Top of Material to process
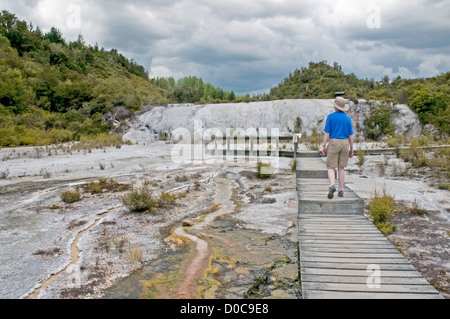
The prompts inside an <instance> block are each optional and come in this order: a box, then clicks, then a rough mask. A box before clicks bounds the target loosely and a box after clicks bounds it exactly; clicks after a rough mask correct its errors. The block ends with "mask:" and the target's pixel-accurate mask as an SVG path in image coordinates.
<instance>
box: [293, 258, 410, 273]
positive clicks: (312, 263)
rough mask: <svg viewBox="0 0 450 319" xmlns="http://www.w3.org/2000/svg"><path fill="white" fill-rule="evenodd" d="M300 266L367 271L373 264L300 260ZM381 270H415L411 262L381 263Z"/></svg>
mask: <svg viewBox="0 0 450 319" xmlns="http://www.w3.org/2000/svg"><path fill="white" fill-rule="evenodd" d="M300 262H301V265H300V267H306V268H328V269H360V270H364V271H367V267H368V266H370V265H373V264H371V263H337V262H335V263H325V262H320V263H319V262H309V261H302V260H300ZM378 266H380V268H381V272H383V271H384V270H415V268H414V267H413V266H412V265H411V264H381V265H378Z"/></svg>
Bottom of Material to process
Work request.
Please repeat the listing with every "clicks" switched to "points" and nothing else changed, leaving out the pictures.

Answer to this problem.
The prompts inside an <instance> block are each optional and come in this order: a box, then points, then a rough mask. A box before points bounds the target loosely and a box after points bounds it exactly; points after a rough mask correct its errors. The block ends with "mask:" and the target's pixel-accurate mask as an SVG path in image coordinates.
<instance>
box: [293, 258, 410, 273]
positive points: (312, 263)
rough mask: <svg viewBox="0 0 450 319" xmlns="http://www.w3.org/2000/svg"><path fill="white" fill-rule="evenodd" d="M300 266L367 271L373 264L300 260ZM381 270H415L411 262L381 263Z"/></svg>
mask: <svg viewBox="0 0 450 319" xmlns="http://www.w3.org/2000/svg"><path fill="white" fill-rule="evenodd" d="M300 262H301V265H300V267H306V268H328V269H360V270H364V271H367V267H368V266H370V265H373V264H371V263H337V262H335V263H325V262H320V263H319V262H309V261H302V260H300ZM378 266H380V268H381V272H383V271H384V270H415V268H414V267H413V266H412V265H411V264H381V265H378Z"/></svg>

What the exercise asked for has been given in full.